━━━━━ PROVIDED TEXT ━━━━━

Why Do People Paint Citrus Tree Trunks White?
Excerpt from Valley 101: A Slightly Skewed Guide to Living in Arizona, a collection of Clay Thompson’s columns for The Arizona Republic. (Originally published October 5, 1999.)
Q: Why do people paint the trunks of their citrus trees white?
A: HA! At last, a question we actually knew the answer to without having to look it up or ask somebody. It’s to protect them from the sun.
We are soooooo smart.
To celebrate, we asked an actual newcomer in the office if she knew why citrus trunks are painted white, and she said it was to repel insects. These comical newcomers.We were going to laugh at her until we remembered she is much higher up the food chain than us and holds what passes for our career in her elegant and well-manicured hands. So we didn’t laugh.
Just to double-check, and to look busy, we called Ralph Backhaus, a professor of plant biology at Arizona State University. “It’s to prevent sunburn,” Backhaus said. “It’s really important when the trees are young.”
Citrus trees have relatively thin bark. Left to their own, they grow more like a shrub than a tree, with shoots growing up at the base and covering the trunk.Without that shading, they need the protection of paint.
Once the canopy of the tree is thick and broad enough to shade the trunk the paint isn’t necessary, Backhaus said, but most people keep doing it anyway because they like the way it looks.
You can buy white trunk paint, but just plain old latex house paint will do. Don’t use oil-based paint — it will seep into the wood and poison the tree.

━━━━━ RECORDS ━━━━━

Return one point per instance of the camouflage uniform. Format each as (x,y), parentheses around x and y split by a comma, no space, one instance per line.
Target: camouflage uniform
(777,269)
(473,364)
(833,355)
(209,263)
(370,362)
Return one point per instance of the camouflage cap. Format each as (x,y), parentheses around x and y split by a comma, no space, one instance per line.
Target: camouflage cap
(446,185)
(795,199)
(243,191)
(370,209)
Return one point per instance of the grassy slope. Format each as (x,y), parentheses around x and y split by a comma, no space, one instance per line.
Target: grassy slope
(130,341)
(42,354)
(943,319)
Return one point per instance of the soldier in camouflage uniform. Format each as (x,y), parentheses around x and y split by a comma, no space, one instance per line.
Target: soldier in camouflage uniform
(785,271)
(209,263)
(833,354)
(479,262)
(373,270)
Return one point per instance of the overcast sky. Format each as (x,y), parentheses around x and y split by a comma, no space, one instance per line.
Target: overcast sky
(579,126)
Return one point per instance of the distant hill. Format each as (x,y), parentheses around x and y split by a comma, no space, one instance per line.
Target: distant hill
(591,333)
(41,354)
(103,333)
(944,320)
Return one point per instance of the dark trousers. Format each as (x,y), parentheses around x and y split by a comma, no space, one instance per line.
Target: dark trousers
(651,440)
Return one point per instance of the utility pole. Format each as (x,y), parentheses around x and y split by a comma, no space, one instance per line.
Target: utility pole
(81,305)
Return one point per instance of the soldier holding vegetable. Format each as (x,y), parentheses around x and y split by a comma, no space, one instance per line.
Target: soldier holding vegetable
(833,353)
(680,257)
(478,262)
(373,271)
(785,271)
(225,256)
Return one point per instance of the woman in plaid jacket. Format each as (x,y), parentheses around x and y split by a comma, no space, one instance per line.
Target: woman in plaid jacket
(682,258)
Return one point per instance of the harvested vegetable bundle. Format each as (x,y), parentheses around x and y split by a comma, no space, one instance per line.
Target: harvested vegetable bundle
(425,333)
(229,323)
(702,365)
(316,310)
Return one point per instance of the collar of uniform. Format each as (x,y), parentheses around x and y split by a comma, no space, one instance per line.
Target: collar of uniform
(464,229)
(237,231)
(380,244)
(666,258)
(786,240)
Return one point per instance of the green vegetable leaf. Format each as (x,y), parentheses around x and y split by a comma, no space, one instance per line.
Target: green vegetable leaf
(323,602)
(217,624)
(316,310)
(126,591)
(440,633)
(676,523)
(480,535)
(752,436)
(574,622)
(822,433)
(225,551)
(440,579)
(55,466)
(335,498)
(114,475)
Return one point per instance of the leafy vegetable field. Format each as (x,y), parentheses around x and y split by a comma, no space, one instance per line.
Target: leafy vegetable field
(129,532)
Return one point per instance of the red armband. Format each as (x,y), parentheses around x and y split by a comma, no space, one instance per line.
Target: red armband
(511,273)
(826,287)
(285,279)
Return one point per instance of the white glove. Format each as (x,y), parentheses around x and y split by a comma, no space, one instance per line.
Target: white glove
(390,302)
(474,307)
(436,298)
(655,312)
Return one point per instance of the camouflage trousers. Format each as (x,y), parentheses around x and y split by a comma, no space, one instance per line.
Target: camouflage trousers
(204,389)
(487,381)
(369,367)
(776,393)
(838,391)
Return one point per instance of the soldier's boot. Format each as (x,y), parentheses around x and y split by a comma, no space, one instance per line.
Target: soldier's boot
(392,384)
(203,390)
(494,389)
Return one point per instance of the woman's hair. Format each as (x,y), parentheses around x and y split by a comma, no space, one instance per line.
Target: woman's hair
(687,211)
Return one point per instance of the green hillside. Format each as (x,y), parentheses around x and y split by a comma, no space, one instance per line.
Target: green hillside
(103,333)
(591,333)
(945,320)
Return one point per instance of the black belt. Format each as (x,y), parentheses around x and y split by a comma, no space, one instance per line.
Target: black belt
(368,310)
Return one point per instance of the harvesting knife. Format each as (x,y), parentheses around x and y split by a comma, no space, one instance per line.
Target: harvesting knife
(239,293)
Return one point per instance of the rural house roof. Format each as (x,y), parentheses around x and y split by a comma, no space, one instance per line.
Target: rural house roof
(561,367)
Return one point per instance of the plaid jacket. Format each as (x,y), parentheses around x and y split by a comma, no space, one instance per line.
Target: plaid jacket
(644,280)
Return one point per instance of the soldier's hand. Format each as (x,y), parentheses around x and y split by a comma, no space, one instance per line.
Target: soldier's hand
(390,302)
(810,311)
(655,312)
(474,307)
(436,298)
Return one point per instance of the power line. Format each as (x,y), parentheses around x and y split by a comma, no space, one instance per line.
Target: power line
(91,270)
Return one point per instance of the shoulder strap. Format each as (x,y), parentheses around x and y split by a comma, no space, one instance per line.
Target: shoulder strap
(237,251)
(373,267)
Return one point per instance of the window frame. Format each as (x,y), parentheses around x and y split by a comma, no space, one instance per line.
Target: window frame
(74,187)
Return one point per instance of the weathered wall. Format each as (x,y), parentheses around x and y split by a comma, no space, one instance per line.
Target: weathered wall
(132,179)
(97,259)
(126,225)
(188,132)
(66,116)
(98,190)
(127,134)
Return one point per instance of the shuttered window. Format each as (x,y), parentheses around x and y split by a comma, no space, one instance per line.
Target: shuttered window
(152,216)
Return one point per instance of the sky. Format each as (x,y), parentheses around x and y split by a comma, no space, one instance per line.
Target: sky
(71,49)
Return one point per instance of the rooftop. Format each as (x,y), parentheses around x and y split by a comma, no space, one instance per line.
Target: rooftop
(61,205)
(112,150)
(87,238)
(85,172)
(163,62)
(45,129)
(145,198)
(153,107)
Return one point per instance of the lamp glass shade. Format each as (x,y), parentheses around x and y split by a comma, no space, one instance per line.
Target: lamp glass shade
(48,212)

━━━━━

DIRECTIONS: Continue the column on painting citrus tree trunks white from where it stops.

ANSWER FOR THIS EXERCISE:
You can also, if you choose, buy trunk wraps—burlap or woven polyethylene that will protect a young tree.
Speaking of trees, you know what really frosts Backhaus’ keister? Well, he didn’t actually say this frosts his keister, but he did say it’s one of the biggest landscaping mistakes people make around here — big, cheap trees.
Bargain hunters often buy large trees that have been growing so long in containers that the roots are all jammed up and form “corkscrews,” Backhaus said. The reason they’re big and cheap is that nobody bought them when they were small and more expensive and they just kept growing in the container.
After they’re transplanted, the roots begin to grow, but because of their corkscrew shape they eventually just strangle themselves and the tree slowly dies. (This doesn’t apply to palm trees, which have different kinds of roots.)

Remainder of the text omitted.